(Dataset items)

———

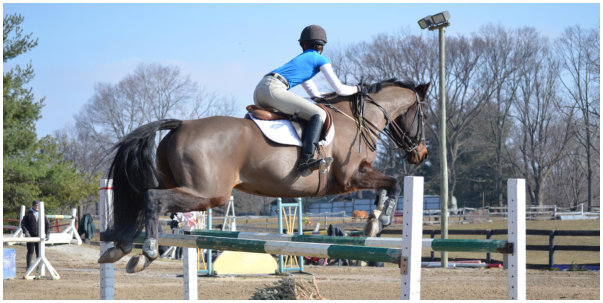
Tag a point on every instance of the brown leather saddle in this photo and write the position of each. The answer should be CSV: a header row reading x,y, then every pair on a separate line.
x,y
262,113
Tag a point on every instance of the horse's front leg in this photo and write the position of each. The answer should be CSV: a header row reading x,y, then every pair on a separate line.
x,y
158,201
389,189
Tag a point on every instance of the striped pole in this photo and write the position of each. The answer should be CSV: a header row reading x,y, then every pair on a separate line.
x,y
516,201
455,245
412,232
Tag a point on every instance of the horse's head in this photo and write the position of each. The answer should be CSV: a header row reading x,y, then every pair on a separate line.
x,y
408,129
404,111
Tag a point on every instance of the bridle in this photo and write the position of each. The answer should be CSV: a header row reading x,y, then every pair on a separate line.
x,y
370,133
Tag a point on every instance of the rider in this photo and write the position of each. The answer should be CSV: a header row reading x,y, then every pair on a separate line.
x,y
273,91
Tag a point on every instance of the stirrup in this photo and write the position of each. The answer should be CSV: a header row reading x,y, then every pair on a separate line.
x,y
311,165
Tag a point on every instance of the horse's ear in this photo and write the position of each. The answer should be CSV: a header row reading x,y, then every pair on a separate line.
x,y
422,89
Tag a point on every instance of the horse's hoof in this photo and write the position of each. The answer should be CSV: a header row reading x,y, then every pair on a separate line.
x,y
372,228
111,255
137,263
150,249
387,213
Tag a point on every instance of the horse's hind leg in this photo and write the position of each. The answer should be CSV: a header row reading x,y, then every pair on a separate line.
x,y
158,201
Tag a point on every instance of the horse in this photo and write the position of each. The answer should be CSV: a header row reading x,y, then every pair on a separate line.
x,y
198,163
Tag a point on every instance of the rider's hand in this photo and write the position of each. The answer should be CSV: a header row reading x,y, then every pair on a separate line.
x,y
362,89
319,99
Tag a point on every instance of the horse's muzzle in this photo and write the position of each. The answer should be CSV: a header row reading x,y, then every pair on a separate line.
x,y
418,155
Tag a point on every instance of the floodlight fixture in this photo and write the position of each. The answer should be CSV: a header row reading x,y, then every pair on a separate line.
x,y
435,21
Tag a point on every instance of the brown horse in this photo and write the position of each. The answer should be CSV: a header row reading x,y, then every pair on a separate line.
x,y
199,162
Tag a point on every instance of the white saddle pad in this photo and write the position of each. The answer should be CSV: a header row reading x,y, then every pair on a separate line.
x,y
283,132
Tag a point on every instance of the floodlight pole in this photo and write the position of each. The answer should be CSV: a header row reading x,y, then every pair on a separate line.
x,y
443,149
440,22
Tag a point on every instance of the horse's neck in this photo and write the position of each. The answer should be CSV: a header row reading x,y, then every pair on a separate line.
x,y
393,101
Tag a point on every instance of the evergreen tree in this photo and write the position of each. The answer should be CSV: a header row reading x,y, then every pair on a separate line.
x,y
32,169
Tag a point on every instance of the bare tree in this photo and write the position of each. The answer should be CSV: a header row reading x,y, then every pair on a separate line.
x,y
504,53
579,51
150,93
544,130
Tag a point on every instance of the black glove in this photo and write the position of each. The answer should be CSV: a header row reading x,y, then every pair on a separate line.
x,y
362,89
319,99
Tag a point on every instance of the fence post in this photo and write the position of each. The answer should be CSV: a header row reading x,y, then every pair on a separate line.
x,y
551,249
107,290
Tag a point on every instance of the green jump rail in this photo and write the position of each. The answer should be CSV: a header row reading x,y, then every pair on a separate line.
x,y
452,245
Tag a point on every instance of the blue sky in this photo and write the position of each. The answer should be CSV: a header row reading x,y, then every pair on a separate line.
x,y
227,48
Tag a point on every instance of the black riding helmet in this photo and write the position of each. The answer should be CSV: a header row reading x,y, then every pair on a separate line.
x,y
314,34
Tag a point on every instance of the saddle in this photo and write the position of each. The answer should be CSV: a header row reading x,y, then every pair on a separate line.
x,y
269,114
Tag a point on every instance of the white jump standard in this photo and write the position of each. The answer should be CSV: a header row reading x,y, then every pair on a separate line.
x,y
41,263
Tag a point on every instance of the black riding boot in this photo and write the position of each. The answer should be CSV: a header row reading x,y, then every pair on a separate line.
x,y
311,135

———

Give the records again without a single change, and exclude the pictures.

Tag a point on every instance of the brown leather saddle in this photo and write the position of each. The answer should be CSV: a header row reading x,y, then every pair on a separate line.
x,y
262,113
Tag a point on every instance of the horse's front leg in this photo and write the position of each. The answer should be CSV: a header row reading x,y, then every pair on a separate line.
x,y
158,201
389,189
Tag a point on every instance of the striped pole in this photo and write the position of each. The answer should be CSV: a header row reading x,y, then every pair on a separate line.
x,y
516,201
455,245
412,232
Tag a point on every instance of the horse's head in this photo and write the position of each. The answer should be CSV: a header row reading x,y, then every pair on a separate line.
x,y
408,129
404,111
Tag a point on every instance of the bridle in this photo and write the position of each. The answer should be CSV: a header row reading x,y, then every pair on a separate line.
x,y
370,133
Tag a point on every instance of the rider in this photo and write the position of each. The answer should be CSV: a header row reading x,y, then every pair on a separate line.
x,y
273,91
Tag a point on every instance of the stirrup in this photo and write the position of each. The answer should be CSV: a header row reading x,y, then every pair on a separate line.
x,y
311,165
Tag a point on every instance of the horse's ear in this photo and write the position of each. The answer should be CSV: a header row reading x,y, then every pair on a separate line.
x,y
422,89
Tag a point on every instance of the horse's hoof in this photo and write the position of each. The answer should be CSV: a header row reading x,y, then every pair on a separate line.
x,y
372,228
111,255
137,263
150,249
387,213
Tag a point on every instance of the horse's hind leg in this photo and write the position of each. The answer should be CSV: a header row reading x,y, then every pair on a separate line.
x,y
158,201
Tag a point on every instance of the horse in this photo and write the position of each. The answer should be CSV: a header row reading x,y, then every pair on a separate line.
x,y
198,163
Tag a point on every instance of the rider's hand in this photo and write the position of each. The answer should be CSV: a header row reading x,y, then every pair on a separate line.
x,y
362,89
319,99
Tag a point on every instance of the horse's muzzle in this photo and write the position of each. The answer should be CSV: a header row reading x,y, then every pair on a separate line.
x,y
418,155
Tag a point on every instance of the floodlight fixture in this photo and write the position of each. The answer should be CSV: a header row reading x,y, then every pair on a separate line.
x,y
435,21
Tag a point on every instance of the brown horse in this photo and write the position of each. The answer should be CSV: a header row reading x,y, then every pair on a separate line.
x,y
199,162
Tag a point on every instance of the white saddle pad in this photo and write the position of each. The answer should be CSV: a header row reading x,y, then every pair on a separate line.
x,y
283,132
Tag a point on every instance of the floodlight pole in this photo and write the position of each. The answer should be CSV: a header row reading x,y, then every pair on a separate line.
x,y
443,149
440,22
Tag a point on every instance of the horse's neck in this photo and write the position of each. The answer should be CSV: a header row reading x,y, then every pair on a separate line.
x,y
393,101
Tag a point on every instance of the evergreen tree in this photo and write the position of each. The answer should be CSV: a header row reading x,y, then every pair on a separate line.
x,y
32,169
Tag a point on every instance of the bare tree in this photo and write the position of each. The answer should be CSV: a header row reading x,y, then every pair on a separate line.
x,y
504,53
579,51
150,93
544,130
Tag a point on every instance of the black glove in this photo and write the position of each. The answer should be CSV: a header row reading x,y, then every pair on a separate line.
x,y
362,89
319,99
Tag a point on every instance of the fence post in this photo and write the position of each. The answer should be CSV: a header row reading x,y, then every pair on a separate line.
x,y
551,249
107,290
Tag a point on every instance of the green jump rail in this photo and write the position of each. The answer should be CSV: a header row reading x,y, then every pair on a separate line.
x,y
452,245
Tag a point on every instance of the blue sky in this photo and write the position of each. The answer should be CSV: a header row reading x,y, then every pair on a separate line.
x,y
227,48
Tag a point on every instance of the black riding helmet in this photo and write the position of each. The answer should be CSV: a header row reading x,y, then every pair on a separate line.
x,y
314,34
Tag a point on every instance of the saddle in this photo and write the position of each. The answer should be CSV: a header row reading x,y, then every pair on a separate line.
x,y
269,114
Tag a point on every instance of the white jump standard in this photo and write the position of each. The answer should be CSV: a header row reading x,y, then every pair on a separate line.
x,y
41,263
Tag a point on every instance of the black riding boot in this photo and write the position of each. The answer should be CSV: a header row reading x,y, then every pair on a separate line.
x,y
311,135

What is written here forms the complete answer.